EXERCISE: Rewrite the lines of the records below as a numbered list, from the line with "Report one point per instance of the cargo" to the line with "[[101, 308]]", including both of those lines. Leave out blank lines and any lines outside that range.

DATASET RECORDS:
######

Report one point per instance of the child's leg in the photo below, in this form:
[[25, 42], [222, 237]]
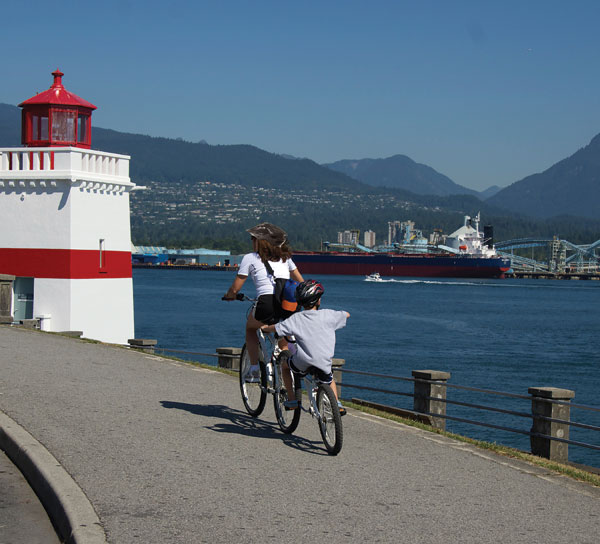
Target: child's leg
[[334, 389]]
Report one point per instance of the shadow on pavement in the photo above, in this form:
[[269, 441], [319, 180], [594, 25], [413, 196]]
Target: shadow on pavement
[[242, 423]]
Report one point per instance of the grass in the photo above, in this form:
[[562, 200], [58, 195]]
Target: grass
[[558, 468]]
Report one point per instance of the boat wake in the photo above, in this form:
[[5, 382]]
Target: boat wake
[[429, 282]]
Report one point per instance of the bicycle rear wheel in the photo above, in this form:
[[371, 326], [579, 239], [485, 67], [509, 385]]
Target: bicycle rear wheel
[[254, 395], [330, 421], [288, 419]]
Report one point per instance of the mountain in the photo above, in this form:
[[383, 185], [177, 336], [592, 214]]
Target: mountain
[[570, 187], [201, 195], [400, 172], [489, 192], [166, 160]]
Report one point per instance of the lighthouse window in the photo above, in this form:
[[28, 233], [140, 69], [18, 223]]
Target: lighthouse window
[[63, 126], [39, 128], [44, 127], [82, 128]]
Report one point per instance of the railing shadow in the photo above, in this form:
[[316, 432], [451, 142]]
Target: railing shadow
[[239, 422]]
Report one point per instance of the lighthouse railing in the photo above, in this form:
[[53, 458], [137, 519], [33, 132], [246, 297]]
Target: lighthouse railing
[[30, 162]]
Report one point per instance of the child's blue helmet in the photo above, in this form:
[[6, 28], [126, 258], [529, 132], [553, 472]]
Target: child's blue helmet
[[309, 292]]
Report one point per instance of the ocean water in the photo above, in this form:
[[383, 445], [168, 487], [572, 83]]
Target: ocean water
[[503, 335]]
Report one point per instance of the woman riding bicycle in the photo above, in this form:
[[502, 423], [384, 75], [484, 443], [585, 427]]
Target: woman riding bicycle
[[269, 244]]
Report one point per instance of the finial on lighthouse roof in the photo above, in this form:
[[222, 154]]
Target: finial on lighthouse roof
[[57, 78]]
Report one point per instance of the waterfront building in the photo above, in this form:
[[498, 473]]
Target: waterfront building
[[349, 237], [369, 238], [65, 237]]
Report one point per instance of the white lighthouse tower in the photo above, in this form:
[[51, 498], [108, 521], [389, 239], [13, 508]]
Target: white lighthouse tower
[[64, 222]]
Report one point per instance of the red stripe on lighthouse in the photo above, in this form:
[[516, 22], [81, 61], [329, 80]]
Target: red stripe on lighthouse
[[65, 263]]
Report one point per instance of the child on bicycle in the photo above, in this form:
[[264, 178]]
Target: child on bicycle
[[314, 333]]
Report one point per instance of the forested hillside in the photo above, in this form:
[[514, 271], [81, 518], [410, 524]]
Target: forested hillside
[[570, 187], [204, 195], [400, 172]]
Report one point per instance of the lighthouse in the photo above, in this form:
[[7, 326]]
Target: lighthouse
[[65, 238]]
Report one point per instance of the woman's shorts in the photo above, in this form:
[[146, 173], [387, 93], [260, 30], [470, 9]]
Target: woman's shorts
[[264, 310], [319, 374]]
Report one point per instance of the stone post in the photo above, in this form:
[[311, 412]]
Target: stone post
[[336, 368], [229, 358], [6, 284], [143, 344], [545, 447], [426, 393]]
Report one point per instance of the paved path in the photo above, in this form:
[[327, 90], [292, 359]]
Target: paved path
[[165, 453], [23, 519]]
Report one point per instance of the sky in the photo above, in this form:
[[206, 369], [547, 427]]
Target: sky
[[485, 92]]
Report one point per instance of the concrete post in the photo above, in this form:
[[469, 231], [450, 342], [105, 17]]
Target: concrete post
[[336, 368], [6, 287], [545, 447], [143, 344], [229, 358], [425, 393]]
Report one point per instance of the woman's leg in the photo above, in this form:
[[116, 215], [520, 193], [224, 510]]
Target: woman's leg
[[252, 325], [286, 374]]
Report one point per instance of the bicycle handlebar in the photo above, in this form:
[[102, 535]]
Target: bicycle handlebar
[[238, 296]]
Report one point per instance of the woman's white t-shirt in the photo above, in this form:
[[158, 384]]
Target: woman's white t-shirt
[[252, 266]]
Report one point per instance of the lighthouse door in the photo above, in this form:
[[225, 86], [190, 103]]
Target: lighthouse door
[[23, 298]]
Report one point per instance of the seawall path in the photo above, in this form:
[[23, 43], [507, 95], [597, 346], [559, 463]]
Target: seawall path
[[166, 454]]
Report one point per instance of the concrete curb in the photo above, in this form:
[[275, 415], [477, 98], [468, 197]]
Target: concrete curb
[[67, 506]]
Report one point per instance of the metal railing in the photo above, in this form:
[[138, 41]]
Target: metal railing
[[535, 417], [432, 405]]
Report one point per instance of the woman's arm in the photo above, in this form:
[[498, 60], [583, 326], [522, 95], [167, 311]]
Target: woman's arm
[[296, 276], [237, 284]]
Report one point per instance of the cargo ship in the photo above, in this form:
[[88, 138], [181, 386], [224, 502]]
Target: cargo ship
[[466, 253]]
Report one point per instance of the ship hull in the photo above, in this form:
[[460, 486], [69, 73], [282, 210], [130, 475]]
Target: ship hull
[[392, 264]]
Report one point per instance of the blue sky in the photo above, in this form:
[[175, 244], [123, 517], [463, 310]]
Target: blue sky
[[485, 92]]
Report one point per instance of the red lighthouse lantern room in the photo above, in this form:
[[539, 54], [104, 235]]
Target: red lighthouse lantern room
[[56, 118]]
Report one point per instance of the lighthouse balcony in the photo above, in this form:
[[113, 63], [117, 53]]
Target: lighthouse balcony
[[64, 163]]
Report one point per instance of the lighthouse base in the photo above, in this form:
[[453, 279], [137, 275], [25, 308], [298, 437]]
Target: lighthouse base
[[101, 308]]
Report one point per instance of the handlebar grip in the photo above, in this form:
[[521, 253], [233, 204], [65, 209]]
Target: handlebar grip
[[238, 296]]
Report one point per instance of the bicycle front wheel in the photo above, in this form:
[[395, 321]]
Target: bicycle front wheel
[[254, 395], [288, 419], [330, 420]]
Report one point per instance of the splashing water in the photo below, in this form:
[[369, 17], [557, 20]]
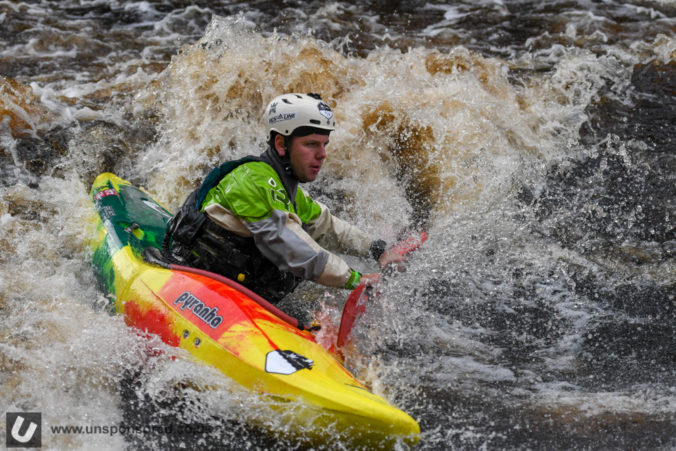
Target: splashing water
[[534, 142]]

######

CORRECT ANSWER:
1. Report one point per instance of the cargo ship in the photo above, in this form:
2. [[88, 138], [181, 386], [224, 502]]
3. Target: cargo ship
4. [[466, 253]]
5. Report one point per instance of the ship hull in the photo above, in this form:
6. [[460, 486], [69, 73], [282, 210], [130, 475]]
7. Target: ship hull
8. [[392, 264]]
9. Report one point per instance of the blue sky in the photo above, in this form:
10. [[175, 244], [123, 517], [463, 310]]
11. Target: blue sky
12. [[485, 92]]
13. Report one point per instance of the red lighthouse lantern room in the photo above, in this form:
14. [[539, 54], [104, 235]]
15. Target: red lighthouse lantern room
16. [[56, 118]]
17. Report one point per instance of the lighthouse balcony in the photo above, in this form:
18. [[113, 63], [117, 53]]
19. Target: lighthouse balcony
20. [[64, 163]]
21. Report one point per instance of the lighthouse base in the photo above, in this form:
22. [[453, 279], [137, 275], [25, 308], [298, 437]]
23. Target: lighthouse base
24. [[101, 308]]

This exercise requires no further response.